(Stored dataset items)
***

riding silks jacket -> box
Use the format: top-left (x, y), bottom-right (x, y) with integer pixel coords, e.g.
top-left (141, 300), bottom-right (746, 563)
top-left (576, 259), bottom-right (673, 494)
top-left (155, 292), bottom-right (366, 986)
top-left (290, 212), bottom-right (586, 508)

***

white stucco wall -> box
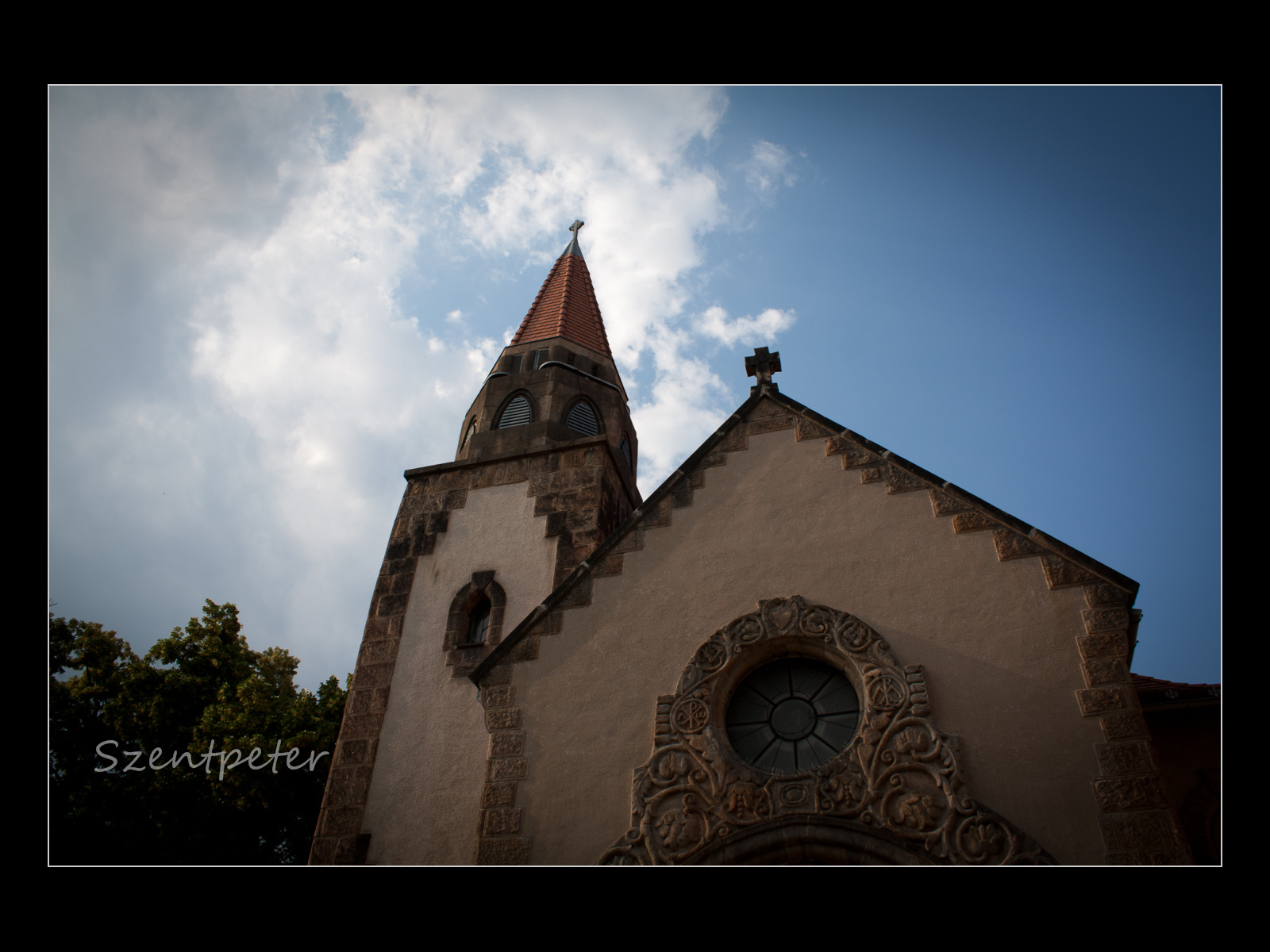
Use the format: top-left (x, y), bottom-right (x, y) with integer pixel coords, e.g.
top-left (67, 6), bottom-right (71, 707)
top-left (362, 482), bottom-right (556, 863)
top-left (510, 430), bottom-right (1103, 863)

***

**Exercise**
Please rewrite the material from the line with "white stucco wall -> box" to the line with "top-left (510, 430), bottom-right (1103, 863)", swapping "stucco" for "plaster" and changing nothing else. Omit the pictures from your answer.

**Answer below**
white plaster wall -> box
Use the format: top-left (x, y), bottom-right (x, y) with integer pixel coords, e.g.
top-left (67, 6), bottom-right (71, 707)
top-left (362, 482), bottom-right (556, 863)
top-left (510, 430), bottom-right (1103, 863)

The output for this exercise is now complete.